*Exercise directions:*
Recast the stretch of rows from the line containing "Put a point on the water, one" through the line containing "Query: white bird" as a JSON list of strings, one string per line, leaving out blank lines.

*Records to use:*
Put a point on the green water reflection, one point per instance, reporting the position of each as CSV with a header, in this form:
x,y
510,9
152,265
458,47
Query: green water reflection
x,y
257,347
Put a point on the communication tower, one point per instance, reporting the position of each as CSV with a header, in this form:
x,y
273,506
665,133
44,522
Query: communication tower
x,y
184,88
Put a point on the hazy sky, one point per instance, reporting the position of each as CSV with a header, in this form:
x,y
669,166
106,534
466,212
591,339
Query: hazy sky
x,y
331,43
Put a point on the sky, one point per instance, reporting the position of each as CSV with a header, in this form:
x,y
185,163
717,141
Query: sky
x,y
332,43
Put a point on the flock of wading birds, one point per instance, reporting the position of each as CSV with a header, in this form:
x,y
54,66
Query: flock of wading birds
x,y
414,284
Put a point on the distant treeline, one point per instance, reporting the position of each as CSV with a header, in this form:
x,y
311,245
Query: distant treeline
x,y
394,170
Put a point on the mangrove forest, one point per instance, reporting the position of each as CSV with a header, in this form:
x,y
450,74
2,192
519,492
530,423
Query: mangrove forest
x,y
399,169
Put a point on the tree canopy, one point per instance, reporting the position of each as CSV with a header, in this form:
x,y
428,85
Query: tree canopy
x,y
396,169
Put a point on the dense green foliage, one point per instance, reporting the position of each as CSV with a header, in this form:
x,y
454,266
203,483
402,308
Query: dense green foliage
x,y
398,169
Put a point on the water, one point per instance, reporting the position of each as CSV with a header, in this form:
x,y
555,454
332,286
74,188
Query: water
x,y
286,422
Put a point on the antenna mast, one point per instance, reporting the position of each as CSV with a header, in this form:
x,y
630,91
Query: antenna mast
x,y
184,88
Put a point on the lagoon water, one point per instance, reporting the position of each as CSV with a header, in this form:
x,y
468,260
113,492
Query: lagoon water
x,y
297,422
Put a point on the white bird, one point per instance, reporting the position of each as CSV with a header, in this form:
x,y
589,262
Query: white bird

--

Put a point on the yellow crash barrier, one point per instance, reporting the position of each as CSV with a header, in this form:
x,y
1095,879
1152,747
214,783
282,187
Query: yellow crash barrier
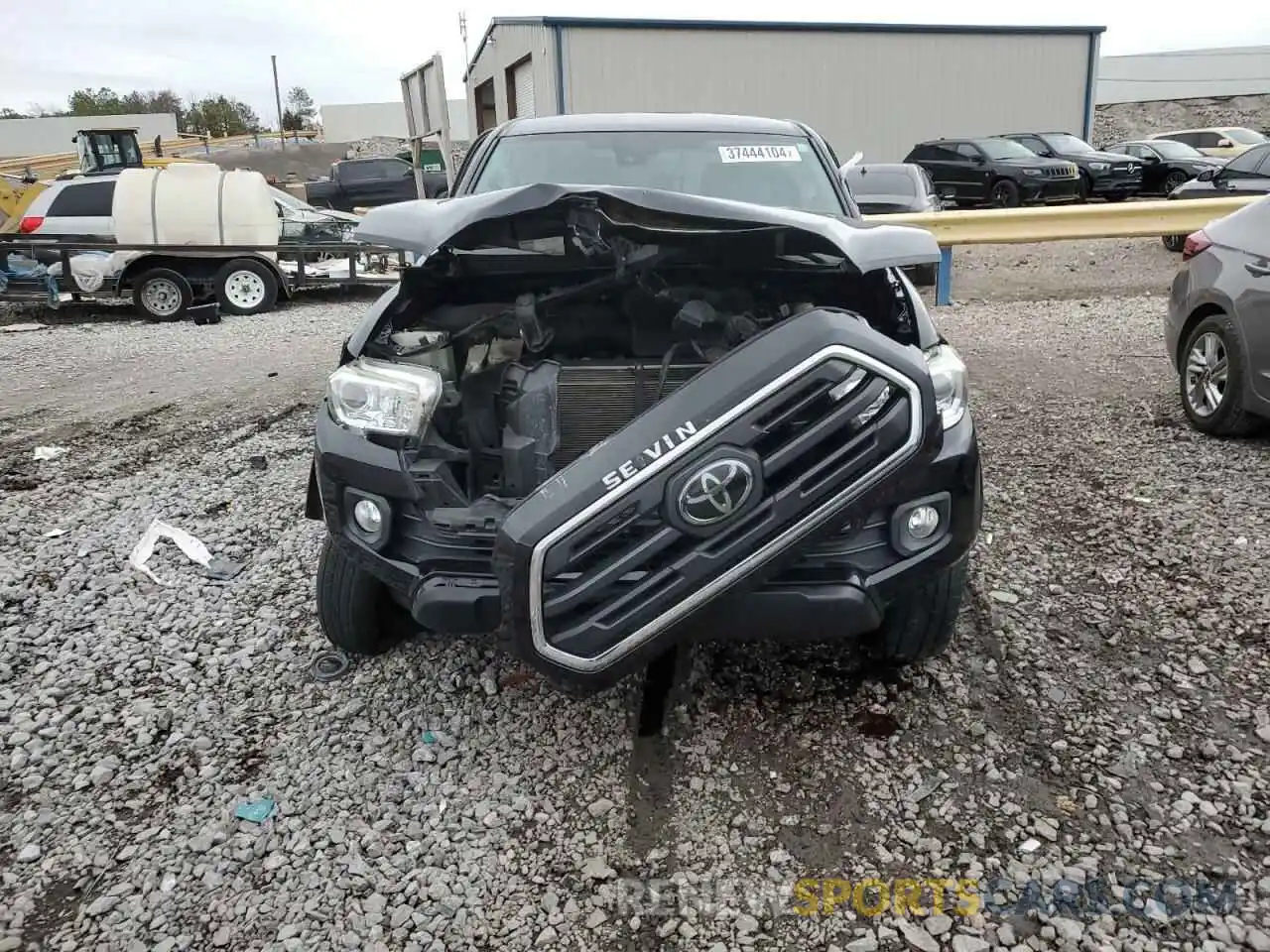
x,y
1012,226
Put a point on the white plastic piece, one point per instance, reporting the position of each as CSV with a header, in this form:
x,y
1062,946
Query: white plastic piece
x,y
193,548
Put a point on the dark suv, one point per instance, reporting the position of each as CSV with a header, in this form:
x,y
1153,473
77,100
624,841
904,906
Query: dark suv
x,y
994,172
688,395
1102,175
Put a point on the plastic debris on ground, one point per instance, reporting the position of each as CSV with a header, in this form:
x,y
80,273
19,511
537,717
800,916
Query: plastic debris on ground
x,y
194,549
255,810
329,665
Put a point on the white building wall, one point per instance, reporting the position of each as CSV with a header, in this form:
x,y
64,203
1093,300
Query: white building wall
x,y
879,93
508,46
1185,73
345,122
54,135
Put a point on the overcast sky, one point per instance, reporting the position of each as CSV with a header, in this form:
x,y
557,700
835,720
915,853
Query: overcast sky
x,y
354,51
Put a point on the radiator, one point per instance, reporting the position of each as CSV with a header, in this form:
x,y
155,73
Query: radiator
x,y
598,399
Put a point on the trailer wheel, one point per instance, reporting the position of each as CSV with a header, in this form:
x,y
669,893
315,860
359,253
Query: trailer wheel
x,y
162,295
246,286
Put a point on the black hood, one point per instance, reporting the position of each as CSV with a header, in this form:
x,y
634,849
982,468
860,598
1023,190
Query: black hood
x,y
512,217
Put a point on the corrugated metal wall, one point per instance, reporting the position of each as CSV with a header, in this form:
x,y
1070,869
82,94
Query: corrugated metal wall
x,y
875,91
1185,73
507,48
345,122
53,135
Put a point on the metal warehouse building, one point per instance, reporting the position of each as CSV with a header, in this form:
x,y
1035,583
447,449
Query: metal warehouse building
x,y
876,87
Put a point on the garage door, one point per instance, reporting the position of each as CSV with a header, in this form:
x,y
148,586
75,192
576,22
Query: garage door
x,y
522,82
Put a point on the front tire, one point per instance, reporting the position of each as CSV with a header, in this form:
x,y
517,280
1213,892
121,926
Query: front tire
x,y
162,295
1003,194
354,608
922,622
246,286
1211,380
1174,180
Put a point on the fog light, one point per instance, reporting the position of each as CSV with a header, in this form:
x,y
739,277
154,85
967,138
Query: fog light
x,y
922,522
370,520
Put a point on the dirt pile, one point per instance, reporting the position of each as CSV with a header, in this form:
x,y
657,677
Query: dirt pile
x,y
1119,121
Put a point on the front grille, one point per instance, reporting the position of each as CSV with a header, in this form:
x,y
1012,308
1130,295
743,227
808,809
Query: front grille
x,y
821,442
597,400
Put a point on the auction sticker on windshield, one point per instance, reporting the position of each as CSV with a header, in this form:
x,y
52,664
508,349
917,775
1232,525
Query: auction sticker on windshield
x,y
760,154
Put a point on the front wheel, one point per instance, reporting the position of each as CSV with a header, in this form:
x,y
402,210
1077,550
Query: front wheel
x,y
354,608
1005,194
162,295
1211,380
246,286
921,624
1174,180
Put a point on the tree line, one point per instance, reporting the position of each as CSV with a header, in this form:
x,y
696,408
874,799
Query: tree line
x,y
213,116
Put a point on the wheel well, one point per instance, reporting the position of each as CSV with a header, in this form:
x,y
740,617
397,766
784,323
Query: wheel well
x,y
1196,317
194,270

==

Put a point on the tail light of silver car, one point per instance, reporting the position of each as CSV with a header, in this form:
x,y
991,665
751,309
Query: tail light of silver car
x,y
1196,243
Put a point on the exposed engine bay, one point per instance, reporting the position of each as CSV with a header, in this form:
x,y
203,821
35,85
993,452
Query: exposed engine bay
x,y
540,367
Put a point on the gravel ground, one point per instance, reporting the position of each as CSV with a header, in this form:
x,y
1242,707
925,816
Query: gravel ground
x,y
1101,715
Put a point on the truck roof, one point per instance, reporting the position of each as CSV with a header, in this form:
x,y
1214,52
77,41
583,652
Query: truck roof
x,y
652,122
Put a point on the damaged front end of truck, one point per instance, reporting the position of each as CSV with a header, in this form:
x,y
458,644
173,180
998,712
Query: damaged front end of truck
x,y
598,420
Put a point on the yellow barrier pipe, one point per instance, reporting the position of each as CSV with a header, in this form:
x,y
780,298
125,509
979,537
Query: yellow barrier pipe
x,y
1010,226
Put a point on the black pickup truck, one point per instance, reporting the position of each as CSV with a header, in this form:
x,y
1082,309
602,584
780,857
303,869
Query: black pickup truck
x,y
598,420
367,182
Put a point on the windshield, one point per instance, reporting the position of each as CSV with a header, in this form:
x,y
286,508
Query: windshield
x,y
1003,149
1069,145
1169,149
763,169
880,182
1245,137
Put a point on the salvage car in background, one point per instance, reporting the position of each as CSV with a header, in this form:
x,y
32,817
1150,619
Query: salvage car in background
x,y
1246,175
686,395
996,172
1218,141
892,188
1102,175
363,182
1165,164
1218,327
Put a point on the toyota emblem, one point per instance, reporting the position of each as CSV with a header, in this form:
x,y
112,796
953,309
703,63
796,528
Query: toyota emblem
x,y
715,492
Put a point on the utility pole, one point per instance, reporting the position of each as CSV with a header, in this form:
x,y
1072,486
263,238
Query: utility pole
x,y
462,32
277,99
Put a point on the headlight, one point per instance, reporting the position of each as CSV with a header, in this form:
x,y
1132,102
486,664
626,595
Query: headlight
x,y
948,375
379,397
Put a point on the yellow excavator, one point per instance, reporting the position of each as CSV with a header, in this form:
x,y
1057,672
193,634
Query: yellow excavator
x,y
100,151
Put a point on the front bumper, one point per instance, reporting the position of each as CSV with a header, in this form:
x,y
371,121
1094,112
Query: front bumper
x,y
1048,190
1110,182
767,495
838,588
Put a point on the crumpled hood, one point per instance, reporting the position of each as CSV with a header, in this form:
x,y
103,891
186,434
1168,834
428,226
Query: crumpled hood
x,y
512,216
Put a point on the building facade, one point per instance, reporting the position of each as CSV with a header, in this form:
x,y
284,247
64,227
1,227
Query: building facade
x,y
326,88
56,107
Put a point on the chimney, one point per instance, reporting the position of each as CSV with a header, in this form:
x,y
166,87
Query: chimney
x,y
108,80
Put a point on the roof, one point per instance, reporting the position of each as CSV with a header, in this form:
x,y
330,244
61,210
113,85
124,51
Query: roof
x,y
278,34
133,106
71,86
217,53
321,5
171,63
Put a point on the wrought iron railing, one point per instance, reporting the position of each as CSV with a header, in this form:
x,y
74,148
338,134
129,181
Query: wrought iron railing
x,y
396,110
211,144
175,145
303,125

*Task solution:*
[
  "Put a point on the water, one point per instance, reporting the position of each as CSV with a header, in this form:",
  "x,y",
  "555,454",
  "332,286",
  "74,188",
  "Query: water",
  "x,y",
  "286,422",
  "Put a point on the antenna mast, one point per instance, reporting the position of each as CSV with a header, in this form:",
  "x,y",
  "630,91",
  "Query: antenna mast",
  "x,y",
  "184,88",
  "Put a point on the lagoon water, one point per instance, reporting the position of each as CSV with a header, in this form:",
  "x,y",
  "468,260",
  "113,492",
  "Query: lagoon water",
  "x,y",
  "297,422",
  "Put a point on the white bird, one point per instance, reporting the position of each as CSV with a header, in this form:",
  "x,y",
  "589,262",
  "Query: white bird"
]